Exercise materials:
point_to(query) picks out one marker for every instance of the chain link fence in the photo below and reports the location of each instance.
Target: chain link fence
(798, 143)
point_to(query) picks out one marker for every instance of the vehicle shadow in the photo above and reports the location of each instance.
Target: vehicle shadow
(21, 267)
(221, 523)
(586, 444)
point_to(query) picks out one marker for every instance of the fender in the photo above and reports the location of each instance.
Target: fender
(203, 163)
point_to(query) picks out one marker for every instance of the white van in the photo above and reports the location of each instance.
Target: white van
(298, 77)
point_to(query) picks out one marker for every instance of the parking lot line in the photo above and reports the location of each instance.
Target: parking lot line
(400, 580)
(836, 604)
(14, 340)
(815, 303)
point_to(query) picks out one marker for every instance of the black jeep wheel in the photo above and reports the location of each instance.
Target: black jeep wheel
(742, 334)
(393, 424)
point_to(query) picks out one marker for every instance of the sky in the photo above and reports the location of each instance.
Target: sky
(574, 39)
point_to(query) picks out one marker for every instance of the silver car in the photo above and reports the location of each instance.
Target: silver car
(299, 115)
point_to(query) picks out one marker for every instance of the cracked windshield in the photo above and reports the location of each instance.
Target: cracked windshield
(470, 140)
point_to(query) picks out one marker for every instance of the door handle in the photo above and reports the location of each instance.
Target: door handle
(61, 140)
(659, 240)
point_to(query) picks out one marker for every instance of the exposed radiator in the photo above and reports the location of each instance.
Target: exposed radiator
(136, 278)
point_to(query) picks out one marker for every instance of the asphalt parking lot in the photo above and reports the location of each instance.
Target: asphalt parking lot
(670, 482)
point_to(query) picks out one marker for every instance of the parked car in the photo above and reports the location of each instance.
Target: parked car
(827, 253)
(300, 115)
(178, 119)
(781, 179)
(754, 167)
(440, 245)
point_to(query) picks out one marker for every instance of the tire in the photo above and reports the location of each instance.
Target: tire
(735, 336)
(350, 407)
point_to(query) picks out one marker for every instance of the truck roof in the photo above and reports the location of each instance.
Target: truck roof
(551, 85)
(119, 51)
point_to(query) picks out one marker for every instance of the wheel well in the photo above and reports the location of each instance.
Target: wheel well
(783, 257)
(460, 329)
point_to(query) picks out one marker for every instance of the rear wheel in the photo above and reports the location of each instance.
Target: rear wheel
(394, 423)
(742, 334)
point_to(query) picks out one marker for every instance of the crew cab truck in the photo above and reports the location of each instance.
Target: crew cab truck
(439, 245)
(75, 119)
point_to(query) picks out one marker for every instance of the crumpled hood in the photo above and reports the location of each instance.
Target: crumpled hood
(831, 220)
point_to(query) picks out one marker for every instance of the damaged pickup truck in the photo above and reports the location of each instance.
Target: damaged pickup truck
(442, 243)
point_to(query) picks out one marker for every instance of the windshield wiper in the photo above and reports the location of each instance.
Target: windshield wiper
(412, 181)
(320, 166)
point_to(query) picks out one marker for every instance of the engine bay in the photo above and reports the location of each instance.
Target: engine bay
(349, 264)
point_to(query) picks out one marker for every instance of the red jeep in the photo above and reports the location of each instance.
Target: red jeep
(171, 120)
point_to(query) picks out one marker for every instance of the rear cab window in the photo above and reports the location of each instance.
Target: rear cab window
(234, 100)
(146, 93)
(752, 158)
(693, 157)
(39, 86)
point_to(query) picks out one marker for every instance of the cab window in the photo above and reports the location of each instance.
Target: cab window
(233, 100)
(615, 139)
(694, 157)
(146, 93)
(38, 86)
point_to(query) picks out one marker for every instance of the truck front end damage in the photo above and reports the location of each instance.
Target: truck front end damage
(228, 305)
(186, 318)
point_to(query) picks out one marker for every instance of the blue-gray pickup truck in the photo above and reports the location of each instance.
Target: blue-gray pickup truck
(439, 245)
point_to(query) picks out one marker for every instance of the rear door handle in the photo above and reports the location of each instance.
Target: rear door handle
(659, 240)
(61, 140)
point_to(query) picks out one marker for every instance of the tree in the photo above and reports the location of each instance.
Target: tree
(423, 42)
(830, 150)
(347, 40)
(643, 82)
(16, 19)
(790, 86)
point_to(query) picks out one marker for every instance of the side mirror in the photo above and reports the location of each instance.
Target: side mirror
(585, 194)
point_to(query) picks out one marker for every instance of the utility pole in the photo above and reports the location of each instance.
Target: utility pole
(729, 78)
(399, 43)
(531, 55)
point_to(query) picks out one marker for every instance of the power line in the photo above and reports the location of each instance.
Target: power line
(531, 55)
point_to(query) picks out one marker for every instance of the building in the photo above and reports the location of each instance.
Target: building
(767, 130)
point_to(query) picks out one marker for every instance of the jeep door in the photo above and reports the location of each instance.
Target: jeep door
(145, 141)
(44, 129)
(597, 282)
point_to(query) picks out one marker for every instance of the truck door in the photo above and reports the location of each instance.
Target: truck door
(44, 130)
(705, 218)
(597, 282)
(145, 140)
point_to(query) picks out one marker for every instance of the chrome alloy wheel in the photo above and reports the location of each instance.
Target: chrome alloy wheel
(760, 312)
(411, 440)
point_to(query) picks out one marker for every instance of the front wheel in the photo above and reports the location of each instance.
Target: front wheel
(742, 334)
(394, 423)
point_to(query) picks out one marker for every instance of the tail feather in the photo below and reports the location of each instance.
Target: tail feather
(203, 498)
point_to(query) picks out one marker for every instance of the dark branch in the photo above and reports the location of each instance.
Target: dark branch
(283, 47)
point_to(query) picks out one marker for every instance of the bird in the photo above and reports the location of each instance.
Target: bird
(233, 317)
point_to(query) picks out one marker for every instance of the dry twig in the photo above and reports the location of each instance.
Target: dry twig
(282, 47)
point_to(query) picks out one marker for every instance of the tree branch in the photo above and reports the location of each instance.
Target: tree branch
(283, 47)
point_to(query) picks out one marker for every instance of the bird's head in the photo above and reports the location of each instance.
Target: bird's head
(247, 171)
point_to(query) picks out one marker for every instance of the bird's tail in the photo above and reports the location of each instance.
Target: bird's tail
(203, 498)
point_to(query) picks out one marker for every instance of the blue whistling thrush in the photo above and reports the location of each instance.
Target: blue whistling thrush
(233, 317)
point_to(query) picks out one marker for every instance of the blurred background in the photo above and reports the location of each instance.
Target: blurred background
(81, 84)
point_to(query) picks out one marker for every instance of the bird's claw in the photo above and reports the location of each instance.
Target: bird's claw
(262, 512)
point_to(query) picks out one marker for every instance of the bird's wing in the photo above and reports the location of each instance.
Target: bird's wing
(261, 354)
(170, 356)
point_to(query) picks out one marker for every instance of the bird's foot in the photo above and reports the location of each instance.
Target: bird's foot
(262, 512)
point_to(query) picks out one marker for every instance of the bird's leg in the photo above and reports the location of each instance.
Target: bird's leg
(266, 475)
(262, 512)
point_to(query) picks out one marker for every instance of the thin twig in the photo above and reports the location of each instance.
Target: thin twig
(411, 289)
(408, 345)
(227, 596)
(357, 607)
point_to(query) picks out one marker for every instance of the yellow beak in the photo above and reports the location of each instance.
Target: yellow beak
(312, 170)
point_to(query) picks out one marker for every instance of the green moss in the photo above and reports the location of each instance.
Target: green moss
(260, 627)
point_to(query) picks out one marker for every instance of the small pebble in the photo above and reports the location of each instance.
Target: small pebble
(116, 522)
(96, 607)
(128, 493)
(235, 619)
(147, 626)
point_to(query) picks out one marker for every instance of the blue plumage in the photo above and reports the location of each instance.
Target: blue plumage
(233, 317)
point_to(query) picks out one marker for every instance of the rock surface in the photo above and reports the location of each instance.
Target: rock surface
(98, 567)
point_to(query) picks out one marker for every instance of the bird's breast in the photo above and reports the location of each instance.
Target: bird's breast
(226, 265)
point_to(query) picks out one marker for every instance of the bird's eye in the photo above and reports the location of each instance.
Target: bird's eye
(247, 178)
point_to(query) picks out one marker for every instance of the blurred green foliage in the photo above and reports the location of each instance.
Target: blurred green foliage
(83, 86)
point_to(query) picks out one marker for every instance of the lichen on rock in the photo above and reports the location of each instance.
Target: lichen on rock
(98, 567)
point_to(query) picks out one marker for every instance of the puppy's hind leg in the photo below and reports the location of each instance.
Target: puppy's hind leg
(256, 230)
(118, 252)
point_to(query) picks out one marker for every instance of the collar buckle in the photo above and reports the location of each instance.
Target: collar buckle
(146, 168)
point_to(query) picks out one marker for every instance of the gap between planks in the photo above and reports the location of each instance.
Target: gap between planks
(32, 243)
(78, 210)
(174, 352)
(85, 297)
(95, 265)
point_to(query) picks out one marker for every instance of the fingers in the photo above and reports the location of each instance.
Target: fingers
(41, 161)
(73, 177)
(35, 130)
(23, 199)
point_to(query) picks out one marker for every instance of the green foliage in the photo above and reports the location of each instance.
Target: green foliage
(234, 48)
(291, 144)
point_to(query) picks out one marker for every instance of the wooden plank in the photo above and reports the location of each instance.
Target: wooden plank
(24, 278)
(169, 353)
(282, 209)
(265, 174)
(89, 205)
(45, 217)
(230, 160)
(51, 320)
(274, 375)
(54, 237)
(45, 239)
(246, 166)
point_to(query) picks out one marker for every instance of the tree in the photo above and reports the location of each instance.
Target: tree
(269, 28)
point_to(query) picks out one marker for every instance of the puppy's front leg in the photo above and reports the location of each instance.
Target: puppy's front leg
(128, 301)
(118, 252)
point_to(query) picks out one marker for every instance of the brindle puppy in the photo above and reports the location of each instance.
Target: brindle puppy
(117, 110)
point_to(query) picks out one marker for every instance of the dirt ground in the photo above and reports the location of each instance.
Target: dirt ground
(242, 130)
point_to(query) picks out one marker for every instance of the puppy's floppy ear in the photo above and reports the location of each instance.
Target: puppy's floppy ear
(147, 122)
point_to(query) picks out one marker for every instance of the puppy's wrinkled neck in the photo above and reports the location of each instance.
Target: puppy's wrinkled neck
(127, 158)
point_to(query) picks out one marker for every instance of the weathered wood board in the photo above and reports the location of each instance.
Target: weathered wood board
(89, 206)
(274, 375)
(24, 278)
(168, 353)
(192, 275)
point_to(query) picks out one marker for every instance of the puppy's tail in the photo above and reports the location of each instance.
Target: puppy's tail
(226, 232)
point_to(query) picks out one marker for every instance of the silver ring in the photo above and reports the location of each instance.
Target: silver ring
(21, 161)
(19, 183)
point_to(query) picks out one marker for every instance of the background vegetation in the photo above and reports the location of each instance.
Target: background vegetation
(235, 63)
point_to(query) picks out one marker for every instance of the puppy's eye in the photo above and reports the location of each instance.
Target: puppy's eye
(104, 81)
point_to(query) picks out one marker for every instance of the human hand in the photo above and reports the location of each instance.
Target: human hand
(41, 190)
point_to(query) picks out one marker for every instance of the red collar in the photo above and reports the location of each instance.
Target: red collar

Problem description: Set down, word for word, each line from the top of the records above through the line with "instance of the sky".

Result:
point_to(query) picks out one marker for every instance of the chain link fence in the photo below and reports the location of each instance.
Target: chain link fence
(798, 143)
point_to(query) picks out one marker for every instance of the vehicle shadow in the photo above and reports the location of each instance.
Target: vehicle shadow
(21, 267)
(221, 523)
(586, 444)
point_to(query) picks out one marker for every instance of the fender in the photo above and reports the location of each instance.
Target: fender
(203, 163)
point_to(query) picks out one marker for every instance of the white van in the photo above and reports the location of each instance.
Target: white van
(298, 77)
point_to(query) picks out one marker for every instance of the parking lot line in the photo above and reports the location of each instance.
Target: parking lot line
(400, 580)
(836, 604)
(14, 340)
(815, 303)
point_to(query) picks out one marker for every instance of the black jeep wheel in the photo above and reports the location of each instance.
Target: black jeep wheel
(742, 334)
(393, 424)
point_to(query) picks out one marker for every instance of the sky in the photo above and reports the location of each instance.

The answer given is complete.